··· Data excerpts

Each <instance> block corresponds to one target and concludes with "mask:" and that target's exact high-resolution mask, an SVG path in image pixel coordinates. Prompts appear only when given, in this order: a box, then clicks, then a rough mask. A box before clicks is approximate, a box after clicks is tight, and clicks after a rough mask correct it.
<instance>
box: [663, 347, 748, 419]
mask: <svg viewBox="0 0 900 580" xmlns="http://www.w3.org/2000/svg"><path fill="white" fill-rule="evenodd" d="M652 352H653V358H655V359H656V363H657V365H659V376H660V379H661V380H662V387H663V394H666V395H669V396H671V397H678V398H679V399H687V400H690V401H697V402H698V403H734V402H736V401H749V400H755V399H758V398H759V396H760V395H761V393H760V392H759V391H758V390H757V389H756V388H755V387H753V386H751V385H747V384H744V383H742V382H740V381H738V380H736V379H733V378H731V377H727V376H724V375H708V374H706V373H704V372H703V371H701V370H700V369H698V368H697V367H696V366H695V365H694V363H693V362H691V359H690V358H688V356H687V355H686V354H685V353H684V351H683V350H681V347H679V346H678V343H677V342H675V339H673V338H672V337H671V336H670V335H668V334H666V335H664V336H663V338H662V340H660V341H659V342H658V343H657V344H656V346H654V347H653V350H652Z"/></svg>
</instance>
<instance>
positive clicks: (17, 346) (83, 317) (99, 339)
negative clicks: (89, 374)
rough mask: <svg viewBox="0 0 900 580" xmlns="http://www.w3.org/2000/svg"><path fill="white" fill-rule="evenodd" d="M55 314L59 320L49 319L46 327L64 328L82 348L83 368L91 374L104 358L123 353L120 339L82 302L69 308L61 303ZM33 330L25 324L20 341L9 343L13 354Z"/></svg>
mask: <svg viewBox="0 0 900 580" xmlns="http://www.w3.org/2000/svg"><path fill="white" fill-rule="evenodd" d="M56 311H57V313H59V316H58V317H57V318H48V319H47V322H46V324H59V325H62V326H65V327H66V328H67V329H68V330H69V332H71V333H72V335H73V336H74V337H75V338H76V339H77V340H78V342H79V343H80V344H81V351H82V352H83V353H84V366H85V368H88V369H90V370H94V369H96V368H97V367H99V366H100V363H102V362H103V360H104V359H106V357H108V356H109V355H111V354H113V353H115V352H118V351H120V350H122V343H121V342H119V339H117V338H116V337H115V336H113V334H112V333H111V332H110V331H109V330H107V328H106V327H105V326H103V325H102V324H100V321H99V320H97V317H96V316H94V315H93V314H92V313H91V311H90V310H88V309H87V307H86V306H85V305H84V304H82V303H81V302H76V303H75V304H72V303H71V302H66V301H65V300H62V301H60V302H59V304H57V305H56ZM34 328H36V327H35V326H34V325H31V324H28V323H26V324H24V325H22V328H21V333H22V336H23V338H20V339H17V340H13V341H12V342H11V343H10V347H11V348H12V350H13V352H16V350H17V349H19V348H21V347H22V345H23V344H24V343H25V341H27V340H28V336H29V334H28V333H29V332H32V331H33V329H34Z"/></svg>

······

Transcribe every entry in the listing, word for word.

*Answer space*:
Each <instance> block corresponds to one target and concludes with "mask:" and that target's exact high-resolution mask, an SVG path in image pixel coordinates. Prompts appear only when given, in this order: a box, then clicks, then a rough mask. A box before clicks is approximate, a box after clicks is tight, and clicks after a rough mask correct it.
<instance>
box: [663, 347, 748, 419]
mask: <svg viewBox="0 0 900 580" xmlns="http://www.w3.org/2000/svg"><path fill="white" fill-rule="evenodd" d="M652 352H653V358H655V359H656V363H657V365H659V376H660V379H661V380H662V387H663V394H666V395H669V396H671V397H678V398H679V399H687V400H690V401H697V402H698V403H734V402H736V401H749V400H755V399H758V398H759V396H760V395H761V393H760V392H759V391H758V390H757V389H756V388H755V387H753V386H751V385H747V384H744V383H742V382H740V381H738V380H736V379H733V378H731V377H727V376H724V375H708V374H706V373H704V372H703V371H701V370H700V369H698V368H697V367H696V366H695V365H694V363H693V362H691V359H690V358H688V356H687V355H686V354H685V353H684V351H683V350H681V347H679V346H678V343H677V342H675V339H673V338H672V337H671V336H670V335H668V334H666V335H664V336H663V338H662V340H660V341H659V342H658V343H657V344H656V346H654V347H653V350H652Z"/></svg>
</instance>
<instance>
positive clicks: (17, 346) (83, 317) (99, 339)
negative clicks: (89, 374)
rough mask: <svg viewBox="0 0 900 580" xmlns="http://www.w3.org/2000/svg"><path fill="white" fill-rule="evenodd" d="M55 314L59 320L49 319L46 327L64 328L82 348L83 368L91 374L104 358L123 353L120 339L82 302L69 308L61 303ZM33 330L25 324L20 341L9 343L13 354Z"/></svg>
mask: <svg viewBox="0 0 900 580" xmlns="http://www.w3.org/2000/svg"><path fill="white" fill-rule="evenodd" d="M56 311H57V313H59V316H58V317H57V318H48V319H47V322H46V324H59V325H62V326H65V327H66V328H67V329H68V330H69V332H71V333H72V335H73V336H74V337H75V338H76V339H77V340H78V342H79V343H80V344H81V351H82V352H83V353H84V366H85V368H88V369H90V370H94V369H96V368H97V367H99V366H100V363H102V362H103V360H104V359H106V357H108V356H109V355H111V354H113V353H115V352H118V351H120V350H122V343H121V342H119V339H117V338H116V337H115V336H113V334H112V333H111V332H110V331H109V330H107V328H106V327H105V326H103V325H102V324H100V321H99V320H97V317H96V316H94V315H93V314H92V313H91V311H90V310H88V309H87V307H86V306H85V305H84V304H82V303H81V302H76V303H75V304H72V303H71V302H66V301H65V300H62V301H60V302H59V304H57V305H56ZM34 328H36V327H35V326H34V325H31V324H28V323H26V324H24V325H22V328H21V333H22V336H23V338H20V339H17V340H13V341H12V342H11V343H10V347H11V348H12V350H13V352H16V350H17V349H19V348H21V347H22V345H23V344H24V343H25V341H27V340H28V336H29V334H28V333H29V332H32V331H33V329H34Z"/></svg>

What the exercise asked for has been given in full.